(Data shown)
Begin

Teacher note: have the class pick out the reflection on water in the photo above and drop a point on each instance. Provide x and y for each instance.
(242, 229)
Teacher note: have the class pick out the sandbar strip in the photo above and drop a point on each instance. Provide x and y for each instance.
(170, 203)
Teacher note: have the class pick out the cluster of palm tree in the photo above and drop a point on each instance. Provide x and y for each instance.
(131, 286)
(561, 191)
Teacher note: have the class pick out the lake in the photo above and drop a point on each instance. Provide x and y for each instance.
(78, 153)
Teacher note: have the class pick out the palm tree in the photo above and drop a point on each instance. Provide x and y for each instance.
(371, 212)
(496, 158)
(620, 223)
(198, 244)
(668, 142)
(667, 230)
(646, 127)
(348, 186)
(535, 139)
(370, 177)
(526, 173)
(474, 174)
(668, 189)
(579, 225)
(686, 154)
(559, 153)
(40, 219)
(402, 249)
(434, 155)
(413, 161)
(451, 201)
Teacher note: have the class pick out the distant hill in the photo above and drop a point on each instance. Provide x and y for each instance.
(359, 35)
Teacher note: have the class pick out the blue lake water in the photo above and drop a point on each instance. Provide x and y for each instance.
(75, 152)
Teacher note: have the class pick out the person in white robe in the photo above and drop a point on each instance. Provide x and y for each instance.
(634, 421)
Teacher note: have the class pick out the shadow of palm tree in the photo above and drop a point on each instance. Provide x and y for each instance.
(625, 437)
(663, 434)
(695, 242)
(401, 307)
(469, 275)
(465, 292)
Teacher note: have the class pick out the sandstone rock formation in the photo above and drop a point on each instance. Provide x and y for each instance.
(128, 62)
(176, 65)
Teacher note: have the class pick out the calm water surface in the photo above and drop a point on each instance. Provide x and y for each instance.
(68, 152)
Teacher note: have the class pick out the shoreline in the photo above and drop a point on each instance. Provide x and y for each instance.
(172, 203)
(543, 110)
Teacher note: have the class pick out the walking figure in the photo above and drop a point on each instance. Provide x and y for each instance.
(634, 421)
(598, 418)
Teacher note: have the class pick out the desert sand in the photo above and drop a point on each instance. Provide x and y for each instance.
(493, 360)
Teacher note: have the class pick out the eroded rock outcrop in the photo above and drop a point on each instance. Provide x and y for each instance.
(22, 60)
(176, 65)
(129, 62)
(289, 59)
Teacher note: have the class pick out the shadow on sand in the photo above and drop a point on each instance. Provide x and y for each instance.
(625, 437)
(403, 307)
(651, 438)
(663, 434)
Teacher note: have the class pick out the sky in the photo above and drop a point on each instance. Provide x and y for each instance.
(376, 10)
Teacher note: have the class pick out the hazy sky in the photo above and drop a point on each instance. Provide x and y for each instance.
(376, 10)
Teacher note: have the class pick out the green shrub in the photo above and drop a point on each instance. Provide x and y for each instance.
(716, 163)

End

(Requirements)
Put the listing lines from the one containing "Teacher note: have the class pick out the sky" through the end of the listing above into a JSON array of strings, one string per line and with blank lines omitted.

(Full response)
[
  "Teacher note: have the class pick out the sky in the photo above and drop a point on each instance. Provide x and y for each instance.",
  "(376, 10)",
  "Teacher note: have the class pick out the hazy sky in the photo above and drop a point on each instance. Provide x and y for each instance.",
  "(376, 10)",
  "Teacher note: have the class pick out the green shrub in the photo above and drop a point on each instance. Provide x and y for each instance.",
  "(716, 163)"
]